## Teks Hasil Ekstraksi
--------------------------------------------------

ANALISIS KADAR LOGAM TIMBAL (Pb) RUMPUT LAUT

DI PULAU PERMAAN KABUPATEN SIKKA NTT

MENGGUNAKAN SPEKTROSKOPI SERAPAN ATOM

Sri Sulystya Ningsih N.D.Tiring

Program Studi Pendidikan Kimia Universitas Nusa Nipa Maumere

ABSTRAK

Penelitian ini adalah penelitian deskriptif yang bertujuan untuk mengetahui apakah rumput laut di Pulau Permaan Kabupaten Sikka NTT tercemar logam Pb dengan menggunakan SSA. Terdapat 6 titik pengambilan sampel yang terletak di sebelah selatan pulau Permaan Kabupaten SIKKA. Pengukuran kadar timbal pada rumput dilaut menggunakan SSA dan dilakukan di Balai Besar Laboratorium Kesehatan Makassar. Dari hasil penelitian diperoleh kadar timbal pada sampel IA yaitu 0,637 mg/kg, sampel I B yaitu 0,559 mg/kg, sampel II A yaitu 0,371 mg/kg, sampel II B yaitu 0,249 mg/kg, sampel III A yaitu 0,127 mg/kg dan sampel III B yaitu 0,119 mg/kg. Hasil penelitian menunjukkan bahwa Sampel I A dan sampel I B melebihi ambang batas yang ditetapkan oleh SNI No.7387-2009 sebesar 0,5 mg/kg.

Kata Kunci: Rumput Laut, Pulau Permaan, Timbal dan SSA

PENDAHULUAN


Pengolahan rumput laut merupakan lapangan kerja yang banyak peminatnya karena teknologi budidaya pascapanen yang sederhana dan mudah dilaksanakan serta pemakaian modal yang relatif rendah. Faktor kemudahan-kemudahan usaha budidaya rumput laut tersebut telah menjadi tumpuan harapan para nelayan di Pulau Permaan Kab. Sikka NTT yang bermodal kecil. Seiring dengan usaha budidaya rumput laut, ternyata perkembangan usaha budidaya rumput laut tidak terlepas dari permasalahan lingkungan.

Salah satu contoh permasalahan lingkungan yaitu pencemaran pada air laut yang ditimbulkan oleh buangan limbah kendaran di laut maupun limbah rumah tangga yang mengandung logam berat. Adanya pencemaran pada air laut dapat menyebabkan biota laut seperti rumput laut ikut tercemar dengan logam, hal ini dikarenakan rumput laut telah ditemukan mempunyai kemampuan yang cukup tinggi untuk mengadsorbsi ion-ion logam.

Penelitian yang dilakukan oleh Silvanindya (2003), terhadap Eucheuma Cottonii yang dibudidayakan di perairan Situbondo yang memiliki kondisi lingkungan yang hampir sama dengan Pulau Permaan yaitu sering dilalui oleh perahu motor dan kapal-kapal nelayan, terungkap bahwa Eucheuma Cottonii mengakumulasi Pb dengan konsentrasi rata – rata berkisar antara 0,19 – 0,94 ppm yang melebihi ambang batas maksimum sebesar 0,05 ppm (Mansur,1982; Djamal 1985; Aziz 1992)

--------------------------------------------------

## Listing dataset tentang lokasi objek
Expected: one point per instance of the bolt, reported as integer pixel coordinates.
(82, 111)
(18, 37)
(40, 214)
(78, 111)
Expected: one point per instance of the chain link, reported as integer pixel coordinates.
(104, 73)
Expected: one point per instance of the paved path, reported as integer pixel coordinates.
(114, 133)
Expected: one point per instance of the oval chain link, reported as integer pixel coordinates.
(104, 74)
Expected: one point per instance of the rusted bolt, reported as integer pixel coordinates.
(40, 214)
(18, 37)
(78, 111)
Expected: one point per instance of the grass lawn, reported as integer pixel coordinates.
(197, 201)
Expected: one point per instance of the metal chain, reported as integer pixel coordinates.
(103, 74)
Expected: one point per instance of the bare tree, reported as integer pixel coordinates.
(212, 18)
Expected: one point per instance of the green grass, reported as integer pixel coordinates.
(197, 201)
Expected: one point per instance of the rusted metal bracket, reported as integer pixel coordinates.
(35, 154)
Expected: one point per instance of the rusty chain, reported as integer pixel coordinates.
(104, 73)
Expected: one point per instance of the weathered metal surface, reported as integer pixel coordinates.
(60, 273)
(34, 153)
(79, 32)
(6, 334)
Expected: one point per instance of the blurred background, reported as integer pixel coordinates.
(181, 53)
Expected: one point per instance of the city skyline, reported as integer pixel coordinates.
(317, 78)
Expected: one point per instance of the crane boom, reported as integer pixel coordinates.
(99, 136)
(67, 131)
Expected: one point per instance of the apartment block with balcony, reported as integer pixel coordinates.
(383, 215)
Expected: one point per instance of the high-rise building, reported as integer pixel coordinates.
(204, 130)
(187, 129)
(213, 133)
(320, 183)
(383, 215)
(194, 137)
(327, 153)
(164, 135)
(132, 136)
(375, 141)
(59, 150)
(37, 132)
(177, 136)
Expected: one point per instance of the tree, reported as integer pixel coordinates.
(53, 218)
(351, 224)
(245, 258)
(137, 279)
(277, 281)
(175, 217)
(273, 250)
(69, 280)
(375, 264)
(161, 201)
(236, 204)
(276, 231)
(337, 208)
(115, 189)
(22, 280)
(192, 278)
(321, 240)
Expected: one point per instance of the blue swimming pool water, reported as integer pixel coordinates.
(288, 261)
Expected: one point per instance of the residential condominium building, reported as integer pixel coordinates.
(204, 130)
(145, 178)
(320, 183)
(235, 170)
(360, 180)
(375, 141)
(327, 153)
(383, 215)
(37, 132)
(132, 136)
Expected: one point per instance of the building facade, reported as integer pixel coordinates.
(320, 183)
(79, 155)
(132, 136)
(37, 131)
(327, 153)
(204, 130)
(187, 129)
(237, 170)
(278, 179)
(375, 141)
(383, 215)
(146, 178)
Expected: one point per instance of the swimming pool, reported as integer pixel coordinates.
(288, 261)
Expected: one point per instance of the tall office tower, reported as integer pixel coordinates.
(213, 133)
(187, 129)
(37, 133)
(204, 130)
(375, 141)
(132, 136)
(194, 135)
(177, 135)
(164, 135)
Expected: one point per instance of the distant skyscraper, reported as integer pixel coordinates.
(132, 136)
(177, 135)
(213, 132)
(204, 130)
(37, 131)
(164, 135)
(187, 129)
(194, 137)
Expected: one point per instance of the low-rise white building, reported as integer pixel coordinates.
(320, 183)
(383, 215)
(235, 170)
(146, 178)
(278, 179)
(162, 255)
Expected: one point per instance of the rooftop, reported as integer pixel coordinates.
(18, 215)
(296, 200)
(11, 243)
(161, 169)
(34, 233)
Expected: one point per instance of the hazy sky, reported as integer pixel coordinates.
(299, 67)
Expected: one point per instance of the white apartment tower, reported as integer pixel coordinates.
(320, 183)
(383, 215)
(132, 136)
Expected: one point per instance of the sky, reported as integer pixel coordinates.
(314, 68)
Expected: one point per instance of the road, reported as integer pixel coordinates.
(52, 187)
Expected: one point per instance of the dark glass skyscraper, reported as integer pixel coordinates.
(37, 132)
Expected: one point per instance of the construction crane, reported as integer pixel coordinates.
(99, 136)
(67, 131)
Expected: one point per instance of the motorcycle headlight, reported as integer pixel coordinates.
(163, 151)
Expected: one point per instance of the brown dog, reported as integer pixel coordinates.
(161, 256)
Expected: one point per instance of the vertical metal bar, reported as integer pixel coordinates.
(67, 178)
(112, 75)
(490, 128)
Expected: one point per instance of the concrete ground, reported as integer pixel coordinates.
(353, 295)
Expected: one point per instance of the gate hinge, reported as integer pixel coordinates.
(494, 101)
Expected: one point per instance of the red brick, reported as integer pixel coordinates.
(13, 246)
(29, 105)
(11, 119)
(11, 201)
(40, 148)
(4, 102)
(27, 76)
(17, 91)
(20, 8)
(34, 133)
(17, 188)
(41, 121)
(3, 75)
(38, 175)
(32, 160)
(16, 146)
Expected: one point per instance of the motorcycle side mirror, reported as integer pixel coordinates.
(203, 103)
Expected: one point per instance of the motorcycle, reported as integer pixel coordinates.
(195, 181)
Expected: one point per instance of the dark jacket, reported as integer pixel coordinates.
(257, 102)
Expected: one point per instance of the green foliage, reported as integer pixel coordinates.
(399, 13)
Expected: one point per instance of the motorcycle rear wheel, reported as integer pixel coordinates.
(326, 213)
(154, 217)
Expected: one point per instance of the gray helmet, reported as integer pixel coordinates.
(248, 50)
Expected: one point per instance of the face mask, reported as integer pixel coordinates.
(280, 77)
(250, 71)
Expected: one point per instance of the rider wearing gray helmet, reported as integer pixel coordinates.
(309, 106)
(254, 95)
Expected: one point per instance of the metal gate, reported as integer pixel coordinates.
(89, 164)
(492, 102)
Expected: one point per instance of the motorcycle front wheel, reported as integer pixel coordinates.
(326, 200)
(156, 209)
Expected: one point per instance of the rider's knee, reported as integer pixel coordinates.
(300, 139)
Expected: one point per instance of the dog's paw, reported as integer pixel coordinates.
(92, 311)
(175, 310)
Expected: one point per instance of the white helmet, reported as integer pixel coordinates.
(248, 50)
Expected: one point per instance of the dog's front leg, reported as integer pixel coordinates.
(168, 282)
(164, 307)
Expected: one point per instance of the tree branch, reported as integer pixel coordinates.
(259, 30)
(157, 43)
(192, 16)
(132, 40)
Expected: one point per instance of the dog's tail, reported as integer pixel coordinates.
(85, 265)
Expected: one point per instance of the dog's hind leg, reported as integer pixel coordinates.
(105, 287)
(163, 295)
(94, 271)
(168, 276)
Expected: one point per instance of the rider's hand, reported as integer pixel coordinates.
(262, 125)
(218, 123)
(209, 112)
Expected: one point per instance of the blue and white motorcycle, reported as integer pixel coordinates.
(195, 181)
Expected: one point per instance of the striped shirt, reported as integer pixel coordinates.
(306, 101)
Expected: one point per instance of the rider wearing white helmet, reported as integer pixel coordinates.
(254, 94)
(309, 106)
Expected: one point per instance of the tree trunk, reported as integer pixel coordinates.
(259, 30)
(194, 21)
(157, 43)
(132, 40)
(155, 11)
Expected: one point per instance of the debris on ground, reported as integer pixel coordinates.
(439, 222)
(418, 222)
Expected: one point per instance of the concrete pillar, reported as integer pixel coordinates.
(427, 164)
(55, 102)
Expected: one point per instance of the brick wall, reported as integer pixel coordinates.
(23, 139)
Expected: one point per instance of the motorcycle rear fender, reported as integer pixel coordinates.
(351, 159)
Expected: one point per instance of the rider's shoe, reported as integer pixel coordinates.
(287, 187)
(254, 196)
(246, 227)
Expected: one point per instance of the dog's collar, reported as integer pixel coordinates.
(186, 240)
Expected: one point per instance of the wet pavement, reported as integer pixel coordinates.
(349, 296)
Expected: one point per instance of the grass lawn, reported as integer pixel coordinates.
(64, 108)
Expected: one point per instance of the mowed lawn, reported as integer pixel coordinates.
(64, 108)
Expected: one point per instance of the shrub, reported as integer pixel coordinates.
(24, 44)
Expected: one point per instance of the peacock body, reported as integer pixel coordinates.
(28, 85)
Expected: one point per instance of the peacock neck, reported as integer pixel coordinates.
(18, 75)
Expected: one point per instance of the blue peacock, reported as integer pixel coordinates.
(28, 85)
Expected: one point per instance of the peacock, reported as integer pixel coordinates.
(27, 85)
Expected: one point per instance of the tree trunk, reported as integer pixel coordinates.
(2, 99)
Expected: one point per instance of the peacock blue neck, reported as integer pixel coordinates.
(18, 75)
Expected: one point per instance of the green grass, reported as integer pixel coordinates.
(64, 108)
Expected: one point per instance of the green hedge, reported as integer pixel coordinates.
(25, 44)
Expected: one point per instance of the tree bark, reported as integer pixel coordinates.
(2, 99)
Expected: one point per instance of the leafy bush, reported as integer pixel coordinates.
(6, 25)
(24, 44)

--------------------------------------------------

## Soal Latihan
A - Apakah pernyataan (i), (ii), dan (iii) berikut sesuai dengan teks penelitian rumput laut? Jawab ya atau tidak, lalu kutip kata-kata dari teks yang menentukannya.
(i) Sampel diambil dari enam titik di sebelah selatan Pulau Permaan.
(ii) Pengukuran kadar timbal dilakukan di Maumere.
(iii) Sampel II A melebihi ambang batas SNI.
B - Jawab pertanyaan berikut berdasarkan teks penelitian rumput laut:
(i) Berapa kadar timbal pada sampel III B?
(ii) Jenis rumput laut apa yang diteliti Silvanindya (2003)?
(iii) Dua sumber limbah apa yang disebut menimbulkan pencemaran air laut?
C - Teruskan teks penelitian rumput laut mulai dari kalimat terakhirnya.

## Jawaban Tiap Soal
A -
(i) Ya: "Terdapat 6 titik pengambilan sampel yang terletak di sebelah selatan pulau Permaan Kabupaten SIKKA."
(ii) Tidak: "dilakukan di Balai Besar Laboratorium Kesehatan Makassar."
(iii) Tidak: "Hasil penelitian menunjukkan bahwa Sampel I A dan sampel I B melebihi ambang batas yang ditetapkan oleh SNI No.7387-2009 sebesar 0,5 mg/kg."

B -
(i) 0,119 mg/kg.
(ii) Eucheuma Cottonii.
(iii) Buangan limbah kendaraan di laut dan limbah rumah tangga.

C -
Adanya konsentrasi Pb pada rumput laut dari perairan Pulau Permaan berasal dari buangan kapal nelayan berbahan bakar bensin di perairan ini terutama yang berada didekat pelabuhan karena dipelabuhan tersebut terdapat sekitar puluhan kapal. Sumber-sumber lain yang mungkin adalah dari cat pelapis dinding kapal nelayan dan pembuangan limbah yang mengandung timbal oleh warga yang bermukim di wilayah tersebut.

Berdasarkan SNI No.7387-2009 tentang kadar maksimum logam timbal pada rumput laut yang diperbolehkan adalah 0,5 mg/kg, maka sampel I A dan sampel I B melebihi ambang batas dan tidak memenuhi standar untuk dikonsumsi dan untuk sampel II A,II B, III A dan III B masih berada dalam ambang batas yang ditetapkan untuk dikonsumsi.

Penelitian tentang kadar timbal pada rumput laut juga pernah dilakukan oleh Silvanindya (2003), bahwa Eucheuma cottonii yang dibudidayakan di perairan Situbondo mengakumulasi Pb dengan konsentrasi rata-rata berkisar antara 0, 19 – 0, 94 ppm dimana konsentrasi ini telah melebihi ambang batas yang ditetapkan oleh SNI No.7387-2009, Hal ini menyebabkan laju pertumbuhan Eucheuma cottonii menurun. Logam berat yang terdapat di perairan dapat diserap dan terakumulasi dalam thallus rumput laut. Pada prinsipnya logam berat mempengaruhi tumbuhan dengan cara mengganti kedudukan ion – ion esensial dalam sel. Dari beberapa penelitian menyebutkan bahwa beberapa spesies rumput laut bermanfaat dalam menyerap logam berat sehingga kandungan logam berat yang mencemari badan perairan dapat pindah atau masuk dalam thallus rumput laut. Logam berat dapat mengacau sistem metabolisme dan menurunkan produktifitas rumput laut. Akumulasi logam berat dipengaruhi oleh lama pemaparan. Hal ini dapat menyebabkan semakin lama pemaparan maka semakin banyak logam berat khususnya Pb yang terakumulasi dalam thallus.

Penelitian yang lain juga dilakukan oleh Nurlaelah Fattah (2011) didaerah Takalar dan Sinjai dimana kadar timbal pada rumput laut yang diperoleh adalah 0,250-0,260 ppm dan 0,0450-0,0470 ppm. Tingginya logam berat timbal di Takalar dibanding dengan Sinjai disebabkan daerah budidaya rumput laut merupakan jalur transportasi pelayaran kapal-kapal angkutan umum maupun kapal penangkap ikan.

TINJAUAN PUSTAKA

Bahaya Timbal bagi Manusia

Menurut Darmono, 2001.Mekanisme toksisitas dari logam timbal dibedakan menurut beberapa organ yang dipengaruhinya yaitu sebagai berikut:

a. Sistem hemopoitetik: timbal menghambat sistem pembentukan hemoglobin sehingga menyebabkan anemia.

b. Sistem syaraf pusat dan tepi: dapat menyebabkan gangguan encefalopati (gangguan pertumbuhan otak) dan gejala saraf perifer.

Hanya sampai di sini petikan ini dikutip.